Objective
Print all entries word for word.

Rows
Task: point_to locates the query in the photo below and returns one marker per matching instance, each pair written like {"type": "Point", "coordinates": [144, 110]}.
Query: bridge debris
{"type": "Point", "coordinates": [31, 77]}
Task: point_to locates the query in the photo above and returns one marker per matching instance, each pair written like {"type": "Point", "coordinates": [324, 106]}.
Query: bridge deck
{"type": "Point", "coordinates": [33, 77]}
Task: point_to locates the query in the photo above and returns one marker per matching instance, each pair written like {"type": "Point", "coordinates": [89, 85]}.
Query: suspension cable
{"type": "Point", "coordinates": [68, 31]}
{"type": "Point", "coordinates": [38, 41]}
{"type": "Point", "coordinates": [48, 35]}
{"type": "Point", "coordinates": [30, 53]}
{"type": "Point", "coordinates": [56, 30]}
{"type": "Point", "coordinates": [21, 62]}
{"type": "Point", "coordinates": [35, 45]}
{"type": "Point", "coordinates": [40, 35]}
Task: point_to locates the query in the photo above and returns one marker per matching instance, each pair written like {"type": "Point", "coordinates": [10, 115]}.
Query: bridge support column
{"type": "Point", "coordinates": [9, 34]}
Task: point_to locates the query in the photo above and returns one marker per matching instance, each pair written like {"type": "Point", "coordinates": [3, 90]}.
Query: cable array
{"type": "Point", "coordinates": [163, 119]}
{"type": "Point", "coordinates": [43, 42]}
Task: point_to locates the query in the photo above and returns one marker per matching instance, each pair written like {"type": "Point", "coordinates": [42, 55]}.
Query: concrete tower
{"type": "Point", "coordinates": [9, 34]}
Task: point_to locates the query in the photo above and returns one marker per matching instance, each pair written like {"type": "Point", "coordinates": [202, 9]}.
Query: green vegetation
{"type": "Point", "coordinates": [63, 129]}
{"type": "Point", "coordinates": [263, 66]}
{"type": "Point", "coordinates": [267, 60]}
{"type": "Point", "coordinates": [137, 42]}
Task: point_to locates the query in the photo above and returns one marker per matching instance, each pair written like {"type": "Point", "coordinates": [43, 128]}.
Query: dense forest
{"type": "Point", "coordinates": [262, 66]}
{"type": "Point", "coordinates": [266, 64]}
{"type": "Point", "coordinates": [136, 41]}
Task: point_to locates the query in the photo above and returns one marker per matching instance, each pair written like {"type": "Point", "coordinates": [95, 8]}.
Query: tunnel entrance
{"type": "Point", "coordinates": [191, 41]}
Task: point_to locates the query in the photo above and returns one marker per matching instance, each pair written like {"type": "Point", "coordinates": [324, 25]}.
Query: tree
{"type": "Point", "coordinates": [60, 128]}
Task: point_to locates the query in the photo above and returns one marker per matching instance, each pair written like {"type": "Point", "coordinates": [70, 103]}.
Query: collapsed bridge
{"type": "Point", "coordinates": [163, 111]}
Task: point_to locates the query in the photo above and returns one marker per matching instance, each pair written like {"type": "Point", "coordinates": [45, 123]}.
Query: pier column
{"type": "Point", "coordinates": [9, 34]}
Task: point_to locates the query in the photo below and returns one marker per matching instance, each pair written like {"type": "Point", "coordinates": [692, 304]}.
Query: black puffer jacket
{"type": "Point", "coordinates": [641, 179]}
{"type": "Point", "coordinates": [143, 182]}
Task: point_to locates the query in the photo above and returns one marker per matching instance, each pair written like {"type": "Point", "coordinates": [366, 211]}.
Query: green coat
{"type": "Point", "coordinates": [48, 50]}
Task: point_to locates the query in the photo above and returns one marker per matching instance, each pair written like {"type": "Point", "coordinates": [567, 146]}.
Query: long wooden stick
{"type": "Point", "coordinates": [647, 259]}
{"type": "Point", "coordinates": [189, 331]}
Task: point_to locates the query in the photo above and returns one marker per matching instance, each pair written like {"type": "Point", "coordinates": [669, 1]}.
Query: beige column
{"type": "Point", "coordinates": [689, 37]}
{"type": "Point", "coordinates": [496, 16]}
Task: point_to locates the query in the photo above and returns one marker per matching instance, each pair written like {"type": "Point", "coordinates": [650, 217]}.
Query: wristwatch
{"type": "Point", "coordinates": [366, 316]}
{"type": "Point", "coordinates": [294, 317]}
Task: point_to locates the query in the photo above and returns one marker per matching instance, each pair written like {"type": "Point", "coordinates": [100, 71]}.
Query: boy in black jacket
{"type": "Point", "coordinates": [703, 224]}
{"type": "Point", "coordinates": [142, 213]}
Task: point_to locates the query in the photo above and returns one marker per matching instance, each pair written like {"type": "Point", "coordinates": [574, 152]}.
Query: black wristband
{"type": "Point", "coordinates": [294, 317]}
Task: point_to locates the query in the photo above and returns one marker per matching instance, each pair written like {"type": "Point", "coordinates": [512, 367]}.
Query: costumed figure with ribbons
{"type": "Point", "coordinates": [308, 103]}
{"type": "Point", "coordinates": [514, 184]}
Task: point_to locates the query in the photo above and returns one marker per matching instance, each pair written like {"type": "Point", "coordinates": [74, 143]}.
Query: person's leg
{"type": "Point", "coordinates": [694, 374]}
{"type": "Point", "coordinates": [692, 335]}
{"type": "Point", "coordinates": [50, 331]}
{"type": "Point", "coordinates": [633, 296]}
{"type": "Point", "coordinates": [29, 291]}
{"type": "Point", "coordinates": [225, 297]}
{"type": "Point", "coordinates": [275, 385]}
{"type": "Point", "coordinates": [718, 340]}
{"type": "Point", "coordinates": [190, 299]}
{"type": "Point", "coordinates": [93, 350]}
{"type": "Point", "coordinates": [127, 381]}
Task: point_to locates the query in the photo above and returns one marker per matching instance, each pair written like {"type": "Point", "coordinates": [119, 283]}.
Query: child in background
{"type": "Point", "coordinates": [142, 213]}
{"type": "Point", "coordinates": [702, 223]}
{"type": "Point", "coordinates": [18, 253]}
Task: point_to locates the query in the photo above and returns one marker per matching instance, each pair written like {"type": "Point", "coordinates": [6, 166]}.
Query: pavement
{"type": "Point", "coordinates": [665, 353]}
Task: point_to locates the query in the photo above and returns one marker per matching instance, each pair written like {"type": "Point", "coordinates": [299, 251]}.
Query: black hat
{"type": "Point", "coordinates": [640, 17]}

Correct output
Task: point_to locates the query in the photo below and returns one marker per matching instance, each pair written like {"type": "Point", "coordinates": [144, 110]}.
Query: bridge debris
{"type": "Point", "coordinates": [31, 77]}
Task: point_to locates the query in the photo above and returns one marker per matching instance, each pair written like {"type": "Point", "coordinates": [324, 106]}.
Query: bridge deck
{"type": "Point", "coordinates": [33, 77]}
Task: point_to locates the query in the photo above and returns one marker per matching instance, each pair written like {"type": "Point", "coordinates": [89, 85]}.
Query: suspension cable
{"type": "Point", "coordinates": [68, 31]}
{"type": "Point", "coordinates": [38, 41]}
{"type": "Point", "coordinates": [48, 35]}
{"type": "Point", "coordinates": [30, 53]}
{"type": "Point", "coordinates": [56, 30]}
{"type": "Point", "coordinates": [21, 62]}
{"type": "Point", "coordinates": [35, 45]}
{"type": "Point", "coordinates": [40, 35]}
Task: point_to locates the query in the photo above and returns one marker per matching instance, each pair written like {"type": "Point", "coordinates": [10, 115]}.
Query: bridge support column
{"type": "Point", "coordinates": [9, 34]}
Task: point_to locates the query in the photo above and returns one marker per matching instance, each pair written like {"type": "Point", "coordinates": [3, 90]}.
Query: cable array
{"type": "Point", "coordinates": [163, 119]}
{"type": "Point", "coordinates": [43, 42]}
Task: point_to locates the query in the photo above and returns one marker per matching instance, each pair written like {"type": "Point", "coordinates": [42, 55]}.
Query: concrete tower
{"type": "Point", "coordinates": [9, 34]}
Task: point_to locates the query in the photo above and returns one marker per matching instance, each pair written like {"type": "Point", "coordinates": [202, 9]}.
Query: green vegetation
{"type": "Point", "coordinates": [63, 129]}
{"type": "Point", "coordinates": [263, 66]}
{"type": "Point", "coordinates": [267, 60]}
{"type": "Point", "coordinates": [137, 42]}
Task: point_to locates the query in the photo above and returns one marker per matching instance, each pair written like {"type": "Point", "coordinates": [43, 128]}.
Query: dense forest
{"type": "Point", "coordinates": [262, 66]}
{"type": "Point", "coordinates": [266, 64]}
{"type": "Point", "coordinates": [136, 41]}
Task: point_to locates the query in the photo above and returns one marker per matching instance, each pair written like {"type": "Point", "coordinates": [95, 8]}.
Query: tunnel entrance
{"type": "Point", "coordinates": [191, 41]}
Task: point_to locates the query in the photo above and returns one marker per matching instance, each pair written like {"type": "Point", "coordinates": [324, 25]}.
Query: tree
{"type": "Point", "coordinates": [60, 128]}
Task: point_to locates the query in the photo above and returns one marker per matching instance, each pair written like {"type": "Point", "coordinates": [70, 103]}.
Query: collapsed bridge
{"type": "Point", "coordinates": [163, 111]}
Task: point_to locates the query in the photo above and returns one marker per matching instance, each pair written like {"type": "Point", "coordinates": [45, 123]}.
Query: pier column
{"type": "Point", "coordinates": [9, 34]}
Task: point_to locates the query in the photo below and returns one marker per matching instance, each pair written like {"type": "Point", "coordinates": [692, 304]}.
Query: black puffer jacket
{"type": "Point", "coordinates": [641, 179]}
{"type": "Point", "coordinates": [143, 182]}
Task: point_to locates the query in the photo above and returns one marker per matching instance, each pair written like {"type": "Point", "coordinates": [366, 211]}.
Query: green coat
{"type": "Point", "coordinates": [48, 50]}
Task: point_to locates the query in the photo above and returns one marker per matching instance, each pair written like {"type": "Point", "coordinates": [567, 146]}.
Query: long wooden stick
{"type": "Point", "coordinates": [647, 259]}
{"type": "Point", "coordinates": [189, 331]}
Task: point_to locates the query in the photo above and returns one marker per matching instance, each pair written like {"type": "Point", "coordinates": [669, 1]}.
Query: beige column
{"type": "Point", "coordinates": [689, 37]}
{"type": "Point", "coordinates": [496, 16]}
Task: point_to locates the query in the photo above and returns one marker per matching instance, each pair written like {"type": "Point", "coordinates": [650, 217]}.
Query: wristwatch
{"type": "Point", "coordinates": [366, 316]}
{"type": "Point", "coordinates": [294, 317]}
Task: point_to locates the query in the photo above and returns one marker per matching instance, each pair written like {"type": "Point", "coordinates": [100, 71]}.
Query: boy in black jacket
{"type": "Point", "coordinates": [703, 224]}
{"type": "Point", "coordinates": [142, 213]}
Task: point_to locates the query in the photo above and returns one marker per matching instance, each pair written like {"type": "Point", "coordinates": [574, 152]}.
Query: black wristband
{"type": "Point", "coordinates": [294, 317]}
Task: point_to locates the query in the photo above and returns one marker per matching instance, each pair written like {"type": "Point", "coordinates": [512, 367]}.
Query: costumed figure with ribbons
{"type": "Point", "coordinates": [308, 103]}
{"type": "Point", "coordinates": [514, 184]}
Task: point_to locates the query in the photo above and returns one marker per matching instance, each pair written like {"type": "Point", "coordinates": [74, 143]}.
Query: person's leg
{"type": "Point", "coordinates": [694, 374]}
{"type": "Point", "coordinates": [692, 335]}
{"type": "Point", "coordinates": [50, 331]}
{"type": "Point", "coordinates": [633, 296]}
{"type": "Point", "coordinates": [29, 291]}
{"type": "Point", "coordinates": [225, 297]}
{"type": "Point", "coordinates": [275, 385]}
{"type": "Point", "coordinates": [718, 340]}
{"type": "Point", "coordinates": [190, 299]}
{"type": "Point", "coordinates": [93, 350]}
{"type": "Point", "coordinates": [127, 381]}
Task: point_to locates the query in the photo above and returns one marker per matching instance, each pair written like {"type": "Point", "coordinates": [119, 283]}.
Query: child in background
{"type": "Point", "coordinates": [142, 213]}
{"type": "Point", "coordinates": [702, 223]}
{"type": "Point", "coordinates": [18, 253]}
Task: point_to locates the query in the photo above and returns one marker per matching instance, each pair written like {"type": "Point", "coordinates": [6, 166]}.
Query: pavement
{"type": "Point", "coordinates": [665, 353]}
Task: point_to locates the query in the photo above and returns one marker per matching instance, each pair written like {"type": "Point", "coordinates": [299, 251]}.
Query: black hat
{"type": "Point", "coordinates": [640, 17]}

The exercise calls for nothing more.